▼
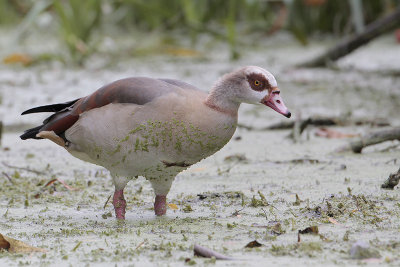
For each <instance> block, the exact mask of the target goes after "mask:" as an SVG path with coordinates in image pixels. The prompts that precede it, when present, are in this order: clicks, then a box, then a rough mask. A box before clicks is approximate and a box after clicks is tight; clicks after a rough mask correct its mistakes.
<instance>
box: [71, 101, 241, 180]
mask: <svg viewBox="0 0 400 267" xmlns="http://www.w3.org/2000/svg"><path fill="white" fill-rule="evenodd" d="M115 106H116V107H114V109H113V111H112V113H111V110H110V108H107V107H106V108H100V109H96V110H97V111H96V112H86V113H84V114H82V115H81V117H80V119H79V120H78V121H77V122H76V123H75V124H74V125H73V126H72V127H71V128H70V129H69V130H67V132H66V138H67V139H68V140H69V141H70V146H69V148H68V151H69V152H70V153H71V154H72V155H73V156H76V157H78V158H80V159H82V160H85V161H88V162H91V163H94V164H97V165H101V166H103V167H105V168H107V169H108V170H110V171H111V173H113V174H114V175H118V176H138V175H141V176H145V177H157V176H175V175H176V174H177V173H179V172H180V171H182V170H184V169H186V168H188V167H189V166H190V165H192V164H194V163H196V162H198V161H200V160H202V159H204V158H206V157H208V156H210V155H212V154H214V153H215V152H216V151H218V150H219V149H221V148H222V147H223V146H224V145H225V144H226V143H227V142H228V141H229V140H230V138H231V137H232V135H233V133H234V131H235V125H234V124H233V123H231V122H228V123H219V124H218V125H216V127H204V126H202V125H199V124H198V123H197V124H196V123H195V122H193V121H190V120H184V119H182V118H179V117H178V116H174V114H173V113H172V114H161V115H160V114H157V116H155V115H154V114H151V113H150V114H148V113H147V112H143V110H141V109H140V106H136V105H122V106H121V105H115ZM116 108H117V109H118V108H119V109H121V108H123V112H122V111H121V112H120V113H119V114H120V116H119V117H116V116H115V112H116V111H115V109H116ZM146 115H147V116H146Z"/></svg>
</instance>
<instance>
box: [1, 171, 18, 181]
▲
• **Task instructions**:
Leaving out the pictures, reproduce the whole listing above exactly.

• **Result for this task**:
For each <instance> block, the exact mask of the target goes after "mask:" as an SVG path with coordinates in image pixels. The prompts that precede it, when present, are in this order: clicks, then a box, then a rough mask. A box before clicks is approximate and a box after clicks is tight; clicks after a rough mask correct its mistakes.
<instance>
box: [71, 101, 241, 180]
mask: <svg viewBox="0 0 400 267" xmlns="http://www.w3.org/2000/svg"><path fill="white" fill-rule="evenodd" d="M115 106H116V107H114V109H113V111H112V113H111V110H110V108H107V107H106V108H100V109H96V110H97V111H96V112H86V113H84V114H82V115H81V117H80V119H79V120H78V121H77V122H76V123H75V124H74V125H73V126H72V127H71V128H70V129H69V130H67V132H66V138H67V139H68V140H69V141H70V146H69V148H68V151H69V152H70V153H71V154H72V155H73V156H76V157H78V158H80V159H82V160H85V161H88V162H91V163H94V164H97V165H101V166H103V167H105V168H107V169H108V170H110V171H111V173H113V174H114V175H118V176H138V175H141V176H145V177H157V176H175V175H176V174H177V173H179V172H180V171H182V170H184V169H186V168H188V167H189V166H190V165H192V164H194V163H196V162H198V161H200V160H202V159H204V158H206V157H208V156H210V155H212V154H214V153H215V152H216V151H218V150H219V149H221V148H222V147H223V146H224V145H225V144H226V143H227V142H228V141H229V140H230V138H231V137H232V135H233V133H234V131H235V125H234V124H233V123H231V122H228V123H219V124H218V125H216V127H204V126H202V125H199V124H198V123H197V124H196V123H195V122H193V121H190V120H184V119H182V118H179V117H178V116H174V114H173V113H172V114H161V115H160V114H157V116H155V115H154V114H151V113H150V114H148V113H147V112H143V110H141V109H140V106H136V105H122V106H121V105H115ZM116 108H117V109H118V108H119V109H121V108H123V112H122V111H121V112H120V113H119V114H120V116H119V117H116V116H115V112H116V111H115V109H116ZM146 115H147V116H146Z"/></svg>
</instance>
<instance>
box: [1, 171, 18, 181]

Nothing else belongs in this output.